Selected passage:
++++

Multi-feature fusion, Dance videos, Key frame extraction, Movement recognition

1. Introduction

Under the influence of continuous developments in multimedia technology, video has become an increasingly common form of communication, playing a greater role in everyday life and entertainment [1]. In order to effectively extract information from videos, video processing has become a hot topic for researchers [2]. Action recognition is very important in video analysis and processing [3]; it can provide services for intelligence surveillance [4], human-computer interaction [5], etc.; and it has great practical value. However, videos often contain a large number of frames. For larger and more complex videos, key frame extraction [6] can reduce the computational load of tasks such as action recognition, and can achieve higher efficiency and quality. With the advancement of algorithms such as deep learning, more and more methods have been applied to video processing [7].

Lee et al. [8] designed a three-dimensional convolutional neural network (3D-CNN) with spatiotemporal characteristics to analyze soccer game videos to extract motion information on each object. They found the method had superior speed and accuracy. Singh and Choubey [9] studied the analysis of surveillance videos, introduced the social force model, and achieved behavior recognition through frame pre-processing plus optical flow and social force calculations with a k-nearest neighbor classifier. Chakraborty and Pal [10] defined a motion granule to granulate video sequences, and then combined motion entropy to recognize different motion patterns. They demonstrated the effectiveness of the method through offline and real-time video analysis. Miao and Liu [11] detected motion in videos based on frame differences, extracted histogram of oriented gradient 3D features, and classified human motion recognition using an extreme learning machine (ELM). Currently, movement recognition research focuses more on areas like human-computer interaction and video surveillance, and there is less research on dance videos. The processing and analysis of dance videos are of great help in supporting dance education and organizing dance video resources. Moreover, dance movements are highly complex and repetitive. Therefore, this paper focuses on key frame extraction and action recognition in dance videos, and presents a multi-feature fusion method for processing dance videos.

++++

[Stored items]
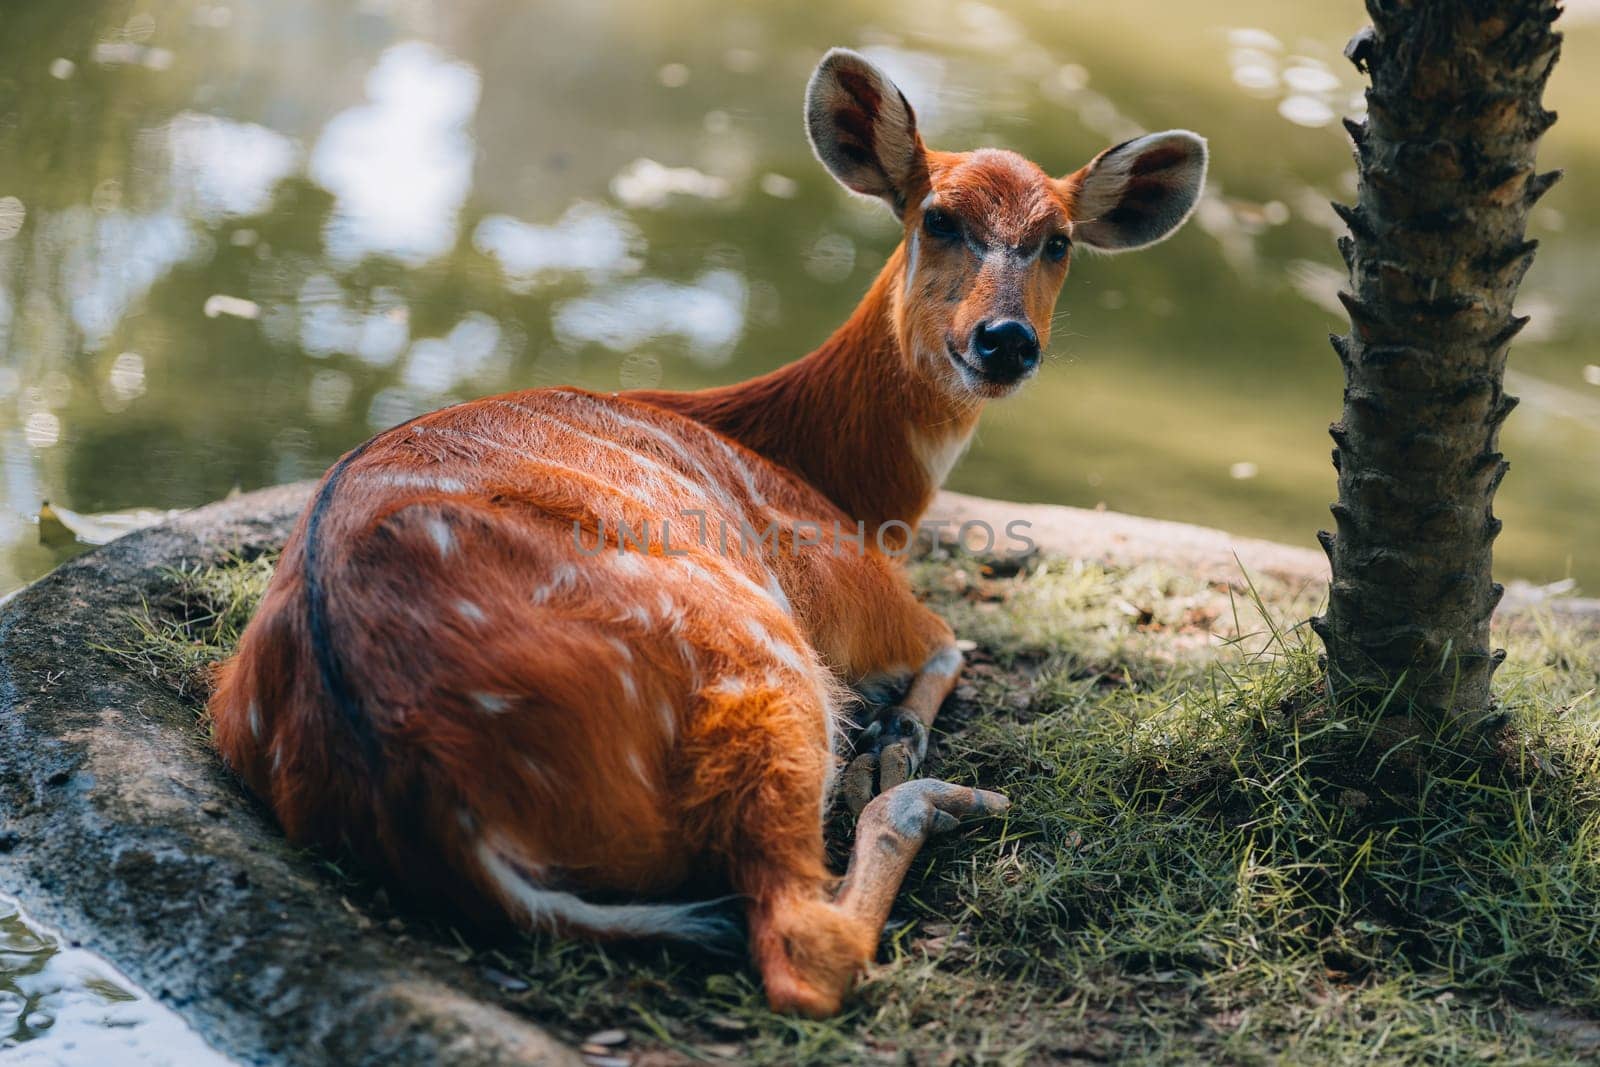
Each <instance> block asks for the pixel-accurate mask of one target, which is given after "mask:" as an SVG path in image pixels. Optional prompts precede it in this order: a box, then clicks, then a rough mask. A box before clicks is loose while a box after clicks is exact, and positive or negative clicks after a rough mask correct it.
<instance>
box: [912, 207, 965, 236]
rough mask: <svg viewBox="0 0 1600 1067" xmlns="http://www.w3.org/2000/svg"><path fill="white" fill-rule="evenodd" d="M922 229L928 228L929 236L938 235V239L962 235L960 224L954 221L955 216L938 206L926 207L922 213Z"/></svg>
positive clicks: (960, 226)
mask: <svg viewBox="0 0 1600 1067" xmlns="http://www.w3.org/2000/svg"><path fill="white" fill-rule="evenodd" d="M922 229H925V230H928V235H930V237H938V238H939V240H952V238H955V237H960V235H962V226H960V222H957V221H955V216H954V214H950V213H949V211H941V210H939V208H928V211H925V213H923V216H922Z"/></svg>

++++

Parts of the exercise:
• A. Duplicate everything in the dance video passage from "1. Introduction" down to "video processing [7].".
• B. Answer these questions using the dance video passage:
(i) For larger and more complex videos, what can key frame extraction reduce?
(ii) What classifier did Singh and Choubey use for behavior recognition?
(iii) What did Miao and Liu use to classify human motion recognition?
The records are separate material and are not part of the dance video passage.

Solutions for each task:
• A.
1. Introduction

Under the influence of continuous developments in multimedia technology, video has become an increasingly common form of communication, playing a greater role in everyday life and entertainment [1]. In order to effectively extract information from videos, video processing has become a hot topic for researchers [2]. Action recognition is very important in video analysis and processing [3]; it can provide services for intelligence surveillance [4], human-computer interaction [5], etc.; and it has great practical value. However, videos often contain a large number of frames. For larger and more complex videos, key frame extraction [6] can reduce the computational load of tasks such as action recognition, and can achieve higher efficiency and quality. With the advancement of algorithms such as deep learning, more and more methods have been applied to video processing [7].

• B.
(i) The computational load of tasks such as action recognition.
(ii) A k-nearest neighbor classifier.
(iii) An extreme learning machine (ELM).